■ Task ■
Please copy out the rows from the line containing "135L346 147L311 139L317" through the line containing "positive clicks: (365, 157) (365, 154)", both included, and nothing else.

■ Material supplied ■

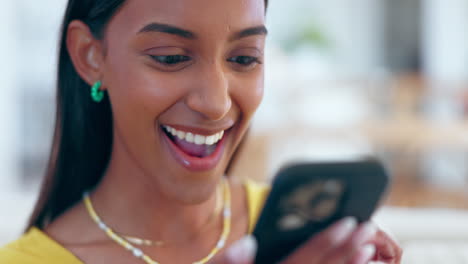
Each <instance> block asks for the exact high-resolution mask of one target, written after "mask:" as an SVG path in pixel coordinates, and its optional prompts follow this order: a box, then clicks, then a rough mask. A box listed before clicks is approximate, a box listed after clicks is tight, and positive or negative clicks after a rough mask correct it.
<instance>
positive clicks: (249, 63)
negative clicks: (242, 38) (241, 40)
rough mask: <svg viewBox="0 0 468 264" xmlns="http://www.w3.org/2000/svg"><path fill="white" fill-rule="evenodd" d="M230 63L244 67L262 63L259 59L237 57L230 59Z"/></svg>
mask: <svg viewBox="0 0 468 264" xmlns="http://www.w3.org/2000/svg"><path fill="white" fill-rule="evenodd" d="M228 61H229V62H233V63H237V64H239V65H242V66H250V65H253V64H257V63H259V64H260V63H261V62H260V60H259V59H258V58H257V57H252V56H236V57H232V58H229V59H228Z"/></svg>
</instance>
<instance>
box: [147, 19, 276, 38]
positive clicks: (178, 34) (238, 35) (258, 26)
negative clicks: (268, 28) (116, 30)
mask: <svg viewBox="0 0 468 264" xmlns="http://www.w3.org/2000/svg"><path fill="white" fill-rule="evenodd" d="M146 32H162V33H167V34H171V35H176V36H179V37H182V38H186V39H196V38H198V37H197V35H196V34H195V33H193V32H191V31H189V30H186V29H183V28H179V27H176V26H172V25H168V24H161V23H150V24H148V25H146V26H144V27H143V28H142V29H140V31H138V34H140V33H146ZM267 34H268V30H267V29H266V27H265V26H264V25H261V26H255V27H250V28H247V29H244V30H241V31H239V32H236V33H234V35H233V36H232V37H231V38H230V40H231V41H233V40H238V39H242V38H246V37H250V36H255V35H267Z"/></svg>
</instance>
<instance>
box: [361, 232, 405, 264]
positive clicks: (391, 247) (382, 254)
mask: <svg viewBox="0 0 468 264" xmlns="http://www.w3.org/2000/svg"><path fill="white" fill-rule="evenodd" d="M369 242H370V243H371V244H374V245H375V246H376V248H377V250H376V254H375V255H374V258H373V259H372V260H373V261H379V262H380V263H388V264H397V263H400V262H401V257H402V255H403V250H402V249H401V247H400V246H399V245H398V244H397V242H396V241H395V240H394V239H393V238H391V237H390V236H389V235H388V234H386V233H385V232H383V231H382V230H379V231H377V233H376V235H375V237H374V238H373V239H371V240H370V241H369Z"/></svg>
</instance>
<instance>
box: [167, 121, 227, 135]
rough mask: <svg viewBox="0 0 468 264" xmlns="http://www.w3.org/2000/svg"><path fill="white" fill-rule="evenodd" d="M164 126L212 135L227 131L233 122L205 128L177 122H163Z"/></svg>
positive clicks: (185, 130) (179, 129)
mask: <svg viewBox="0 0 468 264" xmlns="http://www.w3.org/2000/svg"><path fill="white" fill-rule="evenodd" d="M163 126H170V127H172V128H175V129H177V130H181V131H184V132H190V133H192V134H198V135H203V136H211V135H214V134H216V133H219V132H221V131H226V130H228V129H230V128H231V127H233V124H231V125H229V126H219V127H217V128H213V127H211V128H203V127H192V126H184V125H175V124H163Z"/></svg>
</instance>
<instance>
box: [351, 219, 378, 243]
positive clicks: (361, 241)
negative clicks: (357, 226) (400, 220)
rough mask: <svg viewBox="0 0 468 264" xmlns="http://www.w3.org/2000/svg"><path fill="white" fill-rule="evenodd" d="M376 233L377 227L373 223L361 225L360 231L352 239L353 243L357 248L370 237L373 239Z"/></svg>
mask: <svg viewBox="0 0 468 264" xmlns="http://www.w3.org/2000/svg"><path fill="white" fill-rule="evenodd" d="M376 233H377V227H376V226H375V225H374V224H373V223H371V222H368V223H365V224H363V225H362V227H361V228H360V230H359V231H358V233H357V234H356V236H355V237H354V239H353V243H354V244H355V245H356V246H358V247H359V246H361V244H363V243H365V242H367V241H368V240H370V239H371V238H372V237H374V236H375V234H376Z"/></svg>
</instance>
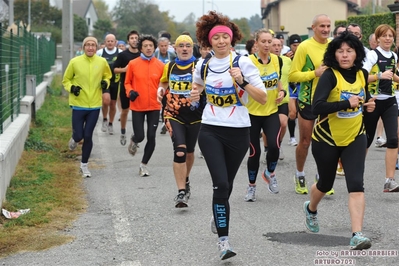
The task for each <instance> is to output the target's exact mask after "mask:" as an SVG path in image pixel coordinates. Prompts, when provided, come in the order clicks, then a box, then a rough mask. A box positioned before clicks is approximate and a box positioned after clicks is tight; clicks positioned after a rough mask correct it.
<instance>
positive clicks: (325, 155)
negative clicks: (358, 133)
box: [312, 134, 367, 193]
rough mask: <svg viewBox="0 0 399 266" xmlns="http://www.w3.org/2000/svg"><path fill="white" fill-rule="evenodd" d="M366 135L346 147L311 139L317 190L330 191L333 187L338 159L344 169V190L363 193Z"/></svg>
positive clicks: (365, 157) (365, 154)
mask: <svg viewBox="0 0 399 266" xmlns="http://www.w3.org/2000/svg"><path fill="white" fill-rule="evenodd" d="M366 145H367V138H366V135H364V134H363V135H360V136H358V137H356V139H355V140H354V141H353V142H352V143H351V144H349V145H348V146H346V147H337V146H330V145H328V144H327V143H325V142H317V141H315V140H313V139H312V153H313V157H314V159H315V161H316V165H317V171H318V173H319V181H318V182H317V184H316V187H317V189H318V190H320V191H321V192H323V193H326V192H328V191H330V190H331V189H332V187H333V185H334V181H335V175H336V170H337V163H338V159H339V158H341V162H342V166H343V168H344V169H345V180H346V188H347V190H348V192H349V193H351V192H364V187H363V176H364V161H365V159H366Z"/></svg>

...

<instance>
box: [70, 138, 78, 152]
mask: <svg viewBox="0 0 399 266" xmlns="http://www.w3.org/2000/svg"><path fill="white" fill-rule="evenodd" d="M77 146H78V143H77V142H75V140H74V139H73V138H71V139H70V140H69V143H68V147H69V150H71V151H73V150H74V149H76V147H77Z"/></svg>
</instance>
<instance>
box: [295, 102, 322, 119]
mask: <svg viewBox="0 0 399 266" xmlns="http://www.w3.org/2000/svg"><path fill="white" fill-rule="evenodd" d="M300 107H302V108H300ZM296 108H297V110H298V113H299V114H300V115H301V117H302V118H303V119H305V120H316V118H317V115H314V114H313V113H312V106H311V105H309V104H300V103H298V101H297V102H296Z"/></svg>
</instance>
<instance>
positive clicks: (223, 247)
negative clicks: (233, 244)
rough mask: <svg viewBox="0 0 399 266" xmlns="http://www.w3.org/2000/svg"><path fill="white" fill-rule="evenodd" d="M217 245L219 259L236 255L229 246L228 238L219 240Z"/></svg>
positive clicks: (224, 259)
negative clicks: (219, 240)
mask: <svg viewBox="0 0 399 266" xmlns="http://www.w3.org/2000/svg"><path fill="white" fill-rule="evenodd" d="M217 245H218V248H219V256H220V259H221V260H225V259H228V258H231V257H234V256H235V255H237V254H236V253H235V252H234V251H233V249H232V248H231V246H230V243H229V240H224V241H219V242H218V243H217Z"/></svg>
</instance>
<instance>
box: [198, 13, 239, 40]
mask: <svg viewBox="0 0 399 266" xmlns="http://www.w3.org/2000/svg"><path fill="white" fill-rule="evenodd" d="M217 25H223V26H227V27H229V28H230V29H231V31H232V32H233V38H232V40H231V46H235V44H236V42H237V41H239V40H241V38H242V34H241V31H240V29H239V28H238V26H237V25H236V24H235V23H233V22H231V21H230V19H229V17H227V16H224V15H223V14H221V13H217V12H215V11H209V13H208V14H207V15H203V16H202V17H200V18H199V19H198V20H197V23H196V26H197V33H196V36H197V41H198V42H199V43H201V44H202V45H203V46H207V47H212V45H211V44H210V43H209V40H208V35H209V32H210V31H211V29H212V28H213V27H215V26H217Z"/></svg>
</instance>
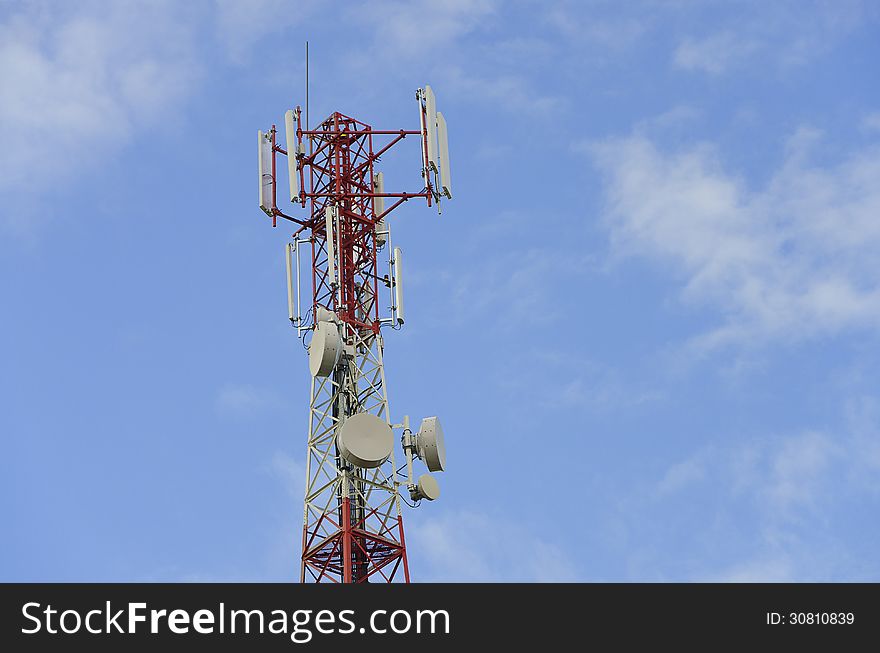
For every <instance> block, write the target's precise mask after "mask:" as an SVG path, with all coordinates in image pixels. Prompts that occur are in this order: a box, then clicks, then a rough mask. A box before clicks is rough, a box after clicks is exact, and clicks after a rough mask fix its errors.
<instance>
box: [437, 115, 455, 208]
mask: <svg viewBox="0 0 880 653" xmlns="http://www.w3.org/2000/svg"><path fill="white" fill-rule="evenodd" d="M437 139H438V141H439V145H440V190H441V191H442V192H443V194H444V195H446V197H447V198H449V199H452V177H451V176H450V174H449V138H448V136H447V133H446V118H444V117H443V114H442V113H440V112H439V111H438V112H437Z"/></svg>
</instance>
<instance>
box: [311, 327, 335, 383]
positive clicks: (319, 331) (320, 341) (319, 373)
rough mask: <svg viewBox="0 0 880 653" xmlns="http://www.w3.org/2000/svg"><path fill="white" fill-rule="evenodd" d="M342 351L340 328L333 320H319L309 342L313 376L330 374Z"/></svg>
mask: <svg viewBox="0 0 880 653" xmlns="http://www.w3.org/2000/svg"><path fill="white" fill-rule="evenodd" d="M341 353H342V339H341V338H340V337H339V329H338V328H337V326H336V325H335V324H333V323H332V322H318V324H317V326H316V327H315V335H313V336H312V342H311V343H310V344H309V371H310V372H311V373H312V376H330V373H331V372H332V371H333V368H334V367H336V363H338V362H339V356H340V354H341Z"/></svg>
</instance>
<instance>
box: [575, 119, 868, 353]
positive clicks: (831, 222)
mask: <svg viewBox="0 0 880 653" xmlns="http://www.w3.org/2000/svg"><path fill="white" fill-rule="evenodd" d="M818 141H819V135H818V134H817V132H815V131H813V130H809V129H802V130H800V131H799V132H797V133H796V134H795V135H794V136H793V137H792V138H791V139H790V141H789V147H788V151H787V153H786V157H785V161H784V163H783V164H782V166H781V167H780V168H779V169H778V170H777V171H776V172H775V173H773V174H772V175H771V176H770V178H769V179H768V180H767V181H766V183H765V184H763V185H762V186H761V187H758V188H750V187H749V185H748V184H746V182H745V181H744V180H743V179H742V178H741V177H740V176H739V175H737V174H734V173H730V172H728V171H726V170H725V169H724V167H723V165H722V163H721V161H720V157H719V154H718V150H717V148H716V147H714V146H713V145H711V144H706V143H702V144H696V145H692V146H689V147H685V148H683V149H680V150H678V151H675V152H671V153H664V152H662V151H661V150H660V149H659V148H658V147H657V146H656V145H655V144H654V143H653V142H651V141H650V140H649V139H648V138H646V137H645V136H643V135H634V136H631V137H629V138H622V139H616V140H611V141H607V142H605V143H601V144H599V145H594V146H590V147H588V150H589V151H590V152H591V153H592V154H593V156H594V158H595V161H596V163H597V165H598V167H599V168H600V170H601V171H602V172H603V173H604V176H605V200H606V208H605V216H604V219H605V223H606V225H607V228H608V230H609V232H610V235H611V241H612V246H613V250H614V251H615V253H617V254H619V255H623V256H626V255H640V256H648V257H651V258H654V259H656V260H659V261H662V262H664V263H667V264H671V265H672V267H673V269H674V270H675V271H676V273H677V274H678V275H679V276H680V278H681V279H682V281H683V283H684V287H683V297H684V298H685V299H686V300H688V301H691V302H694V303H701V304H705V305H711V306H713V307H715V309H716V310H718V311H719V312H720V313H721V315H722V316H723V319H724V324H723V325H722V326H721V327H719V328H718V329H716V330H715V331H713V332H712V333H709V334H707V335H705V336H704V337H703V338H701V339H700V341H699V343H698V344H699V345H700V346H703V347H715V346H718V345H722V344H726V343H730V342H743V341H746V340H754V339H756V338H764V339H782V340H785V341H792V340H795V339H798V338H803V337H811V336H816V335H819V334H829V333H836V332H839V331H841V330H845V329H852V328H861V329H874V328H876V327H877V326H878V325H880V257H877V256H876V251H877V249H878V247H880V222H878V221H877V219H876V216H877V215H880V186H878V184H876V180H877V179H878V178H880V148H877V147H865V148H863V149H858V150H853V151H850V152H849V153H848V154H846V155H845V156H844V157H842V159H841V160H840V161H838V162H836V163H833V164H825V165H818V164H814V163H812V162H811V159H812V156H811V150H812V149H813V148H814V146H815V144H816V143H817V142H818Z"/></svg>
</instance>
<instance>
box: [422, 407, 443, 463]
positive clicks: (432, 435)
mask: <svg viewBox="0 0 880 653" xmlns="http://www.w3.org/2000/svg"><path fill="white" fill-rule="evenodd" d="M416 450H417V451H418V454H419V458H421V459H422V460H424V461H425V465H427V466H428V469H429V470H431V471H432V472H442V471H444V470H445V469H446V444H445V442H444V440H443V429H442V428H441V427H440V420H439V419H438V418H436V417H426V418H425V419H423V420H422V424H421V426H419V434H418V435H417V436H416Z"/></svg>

■ Answer area ■
rough mask: <svg viewBox="0 0 399 266" xmlns="http://www.w3.org/2000/svg"><path fill="white" fill-rule="evenodd" d="M366 135L346 147L311 139L317 190L330 191L333 187L338 159L344 169V190L363 193Z"/></svg>
positive clicks: (365, 157) (365, 154)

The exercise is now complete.